• **Dataset**:

.....

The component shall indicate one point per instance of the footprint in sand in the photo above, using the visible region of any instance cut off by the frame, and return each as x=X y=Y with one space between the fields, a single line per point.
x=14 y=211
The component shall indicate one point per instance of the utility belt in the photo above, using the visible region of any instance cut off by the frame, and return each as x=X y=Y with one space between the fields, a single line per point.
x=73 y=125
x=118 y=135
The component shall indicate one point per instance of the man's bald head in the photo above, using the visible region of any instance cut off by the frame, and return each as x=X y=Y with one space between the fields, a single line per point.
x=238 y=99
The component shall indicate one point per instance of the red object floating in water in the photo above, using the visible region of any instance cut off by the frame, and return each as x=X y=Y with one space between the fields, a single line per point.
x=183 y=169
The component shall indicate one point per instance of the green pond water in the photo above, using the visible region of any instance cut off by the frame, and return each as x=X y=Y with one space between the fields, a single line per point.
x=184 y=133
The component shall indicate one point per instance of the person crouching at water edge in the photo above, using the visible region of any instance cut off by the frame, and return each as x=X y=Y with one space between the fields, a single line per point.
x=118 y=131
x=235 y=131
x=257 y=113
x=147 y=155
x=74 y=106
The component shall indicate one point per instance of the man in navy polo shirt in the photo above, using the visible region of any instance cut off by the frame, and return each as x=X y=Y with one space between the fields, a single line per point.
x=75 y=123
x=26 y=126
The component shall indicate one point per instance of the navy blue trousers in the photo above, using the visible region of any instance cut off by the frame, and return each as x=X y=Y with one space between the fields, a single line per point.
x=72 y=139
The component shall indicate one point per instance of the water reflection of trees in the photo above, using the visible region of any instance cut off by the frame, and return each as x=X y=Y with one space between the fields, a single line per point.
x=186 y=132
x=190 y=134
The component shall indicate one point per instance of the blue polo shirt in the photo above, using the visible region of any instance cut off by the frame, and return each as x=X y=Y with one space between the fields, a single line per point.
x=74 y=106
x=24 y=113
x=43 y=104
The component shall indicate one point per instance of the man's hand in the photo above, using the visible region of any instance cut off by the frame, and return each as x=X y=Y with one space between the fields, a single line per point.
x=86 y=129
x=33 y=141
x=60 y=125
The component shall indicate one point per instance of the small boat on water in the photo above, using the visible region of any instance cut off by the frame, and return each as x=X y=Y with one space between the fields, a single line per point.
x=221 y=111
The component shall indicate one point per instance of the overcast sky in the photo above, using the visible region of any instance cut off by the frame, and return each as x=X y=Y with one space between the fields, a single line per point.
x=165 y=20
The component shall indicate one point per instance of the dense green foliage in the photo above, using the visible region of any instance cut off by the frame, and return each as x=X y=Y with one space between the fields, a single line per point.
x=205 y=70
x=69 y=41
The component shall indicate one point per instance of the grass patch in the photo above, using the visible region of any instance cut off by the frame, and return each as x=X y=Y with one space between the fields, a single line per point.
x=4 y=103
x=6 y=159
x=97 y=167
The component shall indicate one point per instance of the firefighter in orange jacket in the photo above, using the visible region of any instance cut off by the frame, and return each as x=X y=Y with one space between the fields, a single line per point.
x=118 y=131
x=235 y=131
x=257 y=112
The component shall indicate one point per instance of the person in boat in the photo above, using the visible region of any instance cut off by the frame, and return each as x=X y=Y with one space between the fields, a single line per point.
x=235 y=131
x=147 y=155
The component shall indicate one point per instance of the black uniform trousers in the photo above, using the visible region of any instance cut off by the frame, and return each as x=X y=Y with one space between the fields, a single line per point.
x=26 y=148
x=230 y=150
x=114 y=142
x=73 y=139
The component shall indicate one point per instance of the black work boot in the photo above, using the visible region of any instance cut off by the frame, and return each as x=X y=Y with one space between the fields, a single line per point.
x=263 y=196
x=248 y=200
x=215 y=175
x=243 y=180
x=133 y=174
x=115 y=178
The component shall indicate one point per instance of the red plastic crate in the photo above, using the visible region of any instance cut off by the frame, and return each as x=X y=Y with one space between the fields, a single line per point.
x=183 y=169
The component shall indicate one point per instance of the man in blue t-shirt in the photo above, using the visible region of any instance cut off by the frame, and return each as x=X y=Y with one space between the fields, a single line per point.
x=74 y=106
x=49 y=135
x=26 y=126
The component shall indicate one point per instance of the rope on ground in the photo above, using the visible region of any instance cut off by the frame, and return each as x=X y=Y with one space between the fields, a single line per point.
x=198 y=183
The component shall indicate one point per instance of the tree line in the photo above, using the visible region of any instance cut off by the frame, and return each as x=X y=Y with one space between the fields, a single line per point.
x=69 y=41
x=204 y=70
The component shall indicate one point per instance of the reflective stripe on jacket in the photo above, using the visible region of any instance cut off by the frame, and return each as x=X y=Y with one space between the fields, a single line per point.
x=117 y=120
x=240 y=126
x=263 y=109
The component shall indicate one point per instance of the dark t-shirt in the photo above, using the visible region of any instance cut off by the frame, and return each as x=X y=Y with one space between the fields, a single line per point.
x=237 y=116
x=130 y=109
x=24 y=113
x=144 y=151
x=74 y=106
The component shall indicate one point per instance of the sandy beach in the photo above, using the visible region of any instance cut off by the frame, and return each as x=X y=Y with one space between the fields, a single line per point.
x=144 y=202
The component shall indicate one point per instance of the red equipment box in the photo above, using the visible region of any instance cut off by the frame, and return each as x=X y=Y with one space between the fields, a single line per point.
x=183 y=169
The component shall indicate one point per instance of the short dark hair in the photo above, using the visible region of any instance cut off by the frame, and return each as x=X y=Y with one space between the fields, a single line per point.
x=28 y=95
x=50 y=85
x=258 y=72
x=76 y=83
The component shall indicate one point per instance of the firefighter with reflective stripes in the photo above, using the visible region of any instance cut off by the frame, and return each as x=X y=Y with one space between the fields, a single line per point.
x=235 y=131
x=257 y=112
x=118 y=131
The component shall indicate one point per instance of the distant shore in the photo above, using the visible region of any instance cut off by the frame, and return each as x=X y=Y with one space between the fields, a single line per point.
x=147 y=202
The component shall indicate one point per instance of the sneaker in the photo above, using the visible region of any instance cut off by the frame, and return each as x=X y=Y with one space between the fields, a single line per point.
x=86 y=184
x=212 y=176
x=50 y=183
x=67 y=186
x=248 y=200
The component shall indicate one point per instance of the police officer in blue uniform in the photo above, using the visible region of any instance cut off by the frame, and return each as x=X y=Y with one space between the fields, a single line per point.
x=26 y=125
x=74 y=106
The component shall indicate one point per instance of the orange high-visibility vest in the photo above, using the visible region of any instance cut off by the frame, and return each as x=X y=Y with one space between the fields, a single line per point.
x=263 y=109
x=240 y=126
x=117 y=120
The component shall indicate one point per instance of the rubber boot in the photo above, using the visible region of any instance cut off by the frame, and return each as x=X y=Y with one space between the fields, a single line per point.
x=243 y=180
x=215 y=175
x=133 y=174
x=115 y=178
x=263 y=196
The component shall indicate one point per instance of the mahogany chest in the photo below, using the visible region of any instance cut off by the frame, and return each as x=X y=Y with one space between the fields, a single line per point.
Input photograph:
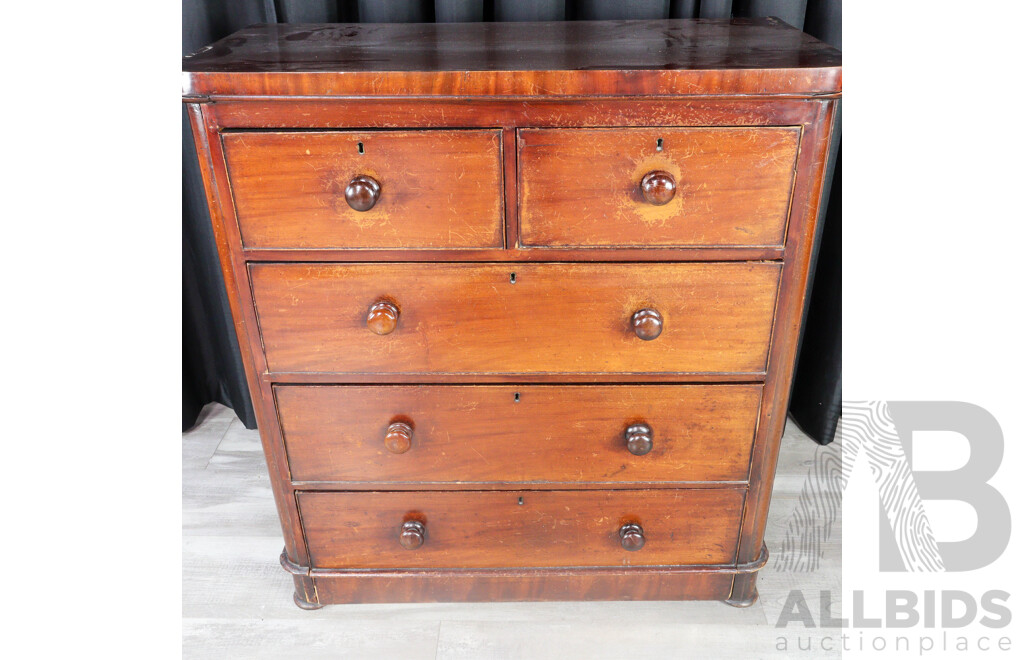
x=518 y=303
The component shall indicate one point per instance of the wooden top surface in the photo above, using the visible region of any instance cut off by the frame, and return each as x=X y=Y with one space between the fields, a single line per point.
x=609 y=57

.....

Repeat each entry above word for word, leaving every picture out.

• **Final result**:
The component shall indicate one point per instance of the footprint in sand in the photo above, using the visible region of any instance cut off by the frame, and return each as x=X y=Y with one space between the fields, a single line per point.
x=14 y=211
The component shall indicate one point per instance of the utility belt in the photo above, using the visible region of any instance cut off by the frame, and return each as x=X y=Y with one space between the fields, a single line per point.
x=73 y=125
x=118 y=135
The component shall indicate one point per instance of the man's bald head in the photo above, using the visible region of any instance cut off by the frame, and return each as x=X y=Y with one space between the fields, a single line per point.
x=238 y=99
The component shall indicate one point per instance of the red object floating in water in the photo above, using the visible region of any instance cut off by the frame, and return each as x=X y=Y with one space between the fields, a single line per point.
x=183 y=169
The component shall indicate one point per instance of the green pond water in the photo above, using the visible region of any instance cut off by the frame, and return each as x=X y=Y with one space between the fields, a single line per point.
x=184 y=133
The component shall indicate one point per instance of the person crouching at water edge in the photo above, using the visible region of any instance cut off by the frame, and return each as x=X y=Y with one space between the fields, a single line per point.
x=118 y=131
x=235 y=131
x=257 y=113
x=147 y=155
x=74 y=106
The component shall indicate one point per instance of the man in navy polo shirt in the photo above, using the visible region of any instance cut off by the frame, and return each as x=X y=Y with one space between the fields, a single line per point.
x=75 y=123
x=26 y=126
The component shall indicate one point per instance of the navy blue trousers in the photo above, using the visible region of any instance cut off by the frame, and return each as x=X y=Y with one space between the fields, a single line per point.
x=72 y=139
The component shall indicate one point per instance of the water reflection of trees in the photo above, using the visible region of any instance cut off by the frame, and return each as x=X y=Y with one space between the fields, a single line per point.
x=186 y=132
x=190 y=134
The component shall indicate one point per instance of the blue polo shirt in the photo above, using the visible region of any instance cut off by the frame, and return each as x=X y=Y with one space between the fields, a single line per point.
x=74 y=106
x=24 y=113
x=43 y=104
The component shall indicate one point per instance of the man's hand in the photo above, using the visible region of any instance cut off by the frame, and return each as x=X y=Y with one space between the fields, a single line per point.
x=86 y=129
x=33 y=141
x=60 y=125
The component shall indicate one point per instance of the small boat on water in the photo above, using the visible region of any instance cut off by the frame, and return each as x=X y=Y with one space between the fields, a single line per point.
x=221 y=111
The component shall indicate one point per instance of the overcast sky in the photo above, using the visible region of any instance cut off by the frame, and return each as x=X y=Y with one space between the fields, a single line per point.
x=165 y=20
The component shall indicate one point per instance of the dense green foliage in the photo above, using the visible region of any instance cut off by the frame, and return each as x=X y=Y with one space between the fields, a single line per point.
x=205 y=70
x=69 y=41
The component shall indicate one point per instance of the grass patch in the photo above, using the visible region of any instance cut off by the frame, and return each as x=X y=Y with one space between the fields, a single line per point.
x=4 y=103
x=6 y=159
x=97 y=167
The component shall indicate one point per instance of the firefighter in orange jacket in the photo above, using the visible region of any instance cut off by the frame, and return each as x=X y=Y with one space between the fields, a single line per point.
x=118 y=131
x=235 y=131
x=257 y=112
The component shall indicate one point per instance of the person in boat in the photo above, using the visible region of any instance cut off by the frame, and return each as x=X y=Y with one space between the fields, a single line per point.
x=235 y=131
x=147 y=155
The component shall indicate one point per instance of the black uniform trousers in the photo above, using the visible region of any instance cut off by the frame, and return each as x=X y=Y with one space between the fields, a single line per point.
x=26 y=148
x=230 y=150
x=114 y=142
x=73 y=139
The component shall indicate one point per instance of the black work boot in the photo above, using the visible region of any instance cut off by the frame, and return each as x=X y=Y with one space between the fields, a single line per point.
x=263 y=196
x=248 y=200
x=215 y=175
x=243 y=180
x=133 y=174
x=115 y=178
The component shall indicate one point per instance of the red plastic crate in the photo above, using the visible region of any instance cut off by the frame, and return each as x=X y=Y with one space between the fields, a single line per point.
x=183 y=169
The component shall indicate one point per instance of the man in blue t-shirt in the photo above, using the visible region of any instance cut off by the frame, and return each as x=X y=Y with one space between the fields, a single line per point.
x=74 y=106
x=49 y=135
x=26 y=126
The component shall indicate one point per instance of the rope on ground in the photo above, using the visible region of any instance cut off by the frame, and return each as x=X y=Y with one space between the fields, a single line per point.
x=198 y=183
The component shall indicate one point per instance of the tree line in the photo above, using the visible region of any instance cut off by the frame, and return each as x=X y=Y with one space between the fields, a single line per point.
x=69 y=41
x=204 y=70
The component shall indicate one point per instance of the reflective stripe on jacket in the photo above, using the visible region of any instance cut off by the frame, and return each as x=X y=Y with one space between the fields, a single line per point.
x=117 y=120
x=240 y=126
x=263 y=109
The component shall indicate one point per instance of the dark t-shirt in the photo above, using the visible region of any instance cut off by the frame, and return each as x=X y=Y with one space between the fields, a single line per point.
x=237 y=116
x=130 y=109
x=24 y=113
x=144 y=151
x=74 y=106
The component shall indicate one point per instance of the sandy beach in the photo above, using the visible region of any instance cut off by the frame, and return each as x=X y=Y with one space between the fields, a single line per point.
x=144 y=202
The component shall indicate one point per instance of the red equipment box in the photo above, using the visible region of any instance cut off by the frame, and return each as x=X y=Y with one space between the fields, a single line per point.
x=183 y=169
The component shall indicate one point per instance of the short dark hair in the photo above, using the visible region of any instance cut off by the frame, and return each as x=X y=Y with one space between the fields, a single line per point.
x=28 y=95
x=50 y=85
x=258 y=72
x=76 y=83
The component shall indicate one point per instance of the firefighter with reflective stripes in the photo above, using the visible region of any instance cut off by the frame, and return each as x=X y=Y with one space between the fields, a single line per point.
x=235 y=131
x=257 y=112
x=118 y=131
The component shall indicate one point per instance of the distant shore in the photo above, using the visible region of any instance cut off by the frame, and return each as x=X y=Y with one space between the fields, a single line per point.
x=147 y=202
The component shall indicate one point per instance of the sneaker in the photo above, using the visible region of any instance cut off by the frame, and return each as x=X y=Y with one space between the fields, a single line per point.
x=86 y=184
x=212 y=176
x=50 y=183
x=67 y=186
x=248 y=200
The component shall indicate one point per instance of the police officer in blue uniform in the photo above, using the visible region of any instance cut off by the frame, and return each as x=X y=Y with one space between the fields, a single line per point.
x=26 y=125
x=74 y=106
The component shall indicate one point per instance of the orange high-visibility vest in the photo above, using the visible region of any instance cut off by the frame, and return each as x=X y=Y with one space between the fields, a single line per point.
x=263 y=109
x=240 y=126
x=117 y=120
The component shall indicate one point per instance of the rubber boot in the photo above, using the visible region of any instance cut off by the frame, and return each as x=X y=Y with one space between the fields, a single line per point.
x=243 y=180
x=215 y=175
x=133 y=174
x=115 y=178
x=263 y=196
The component shall indicate one point per instance of the mahogany chest in the photo below, using the visible region of any instance cut off by the frame, and return each as x=X y=Y with one space between the fields, a single line per point.
Input photograph:
x=518 y=303
The component shall indicate one point per instance of the wooden top surface in the photo above, using the visible region of any instance cut off by the frame, and return each as x=X y=Y with one space between the fields, a single line per point.
x=609 y=57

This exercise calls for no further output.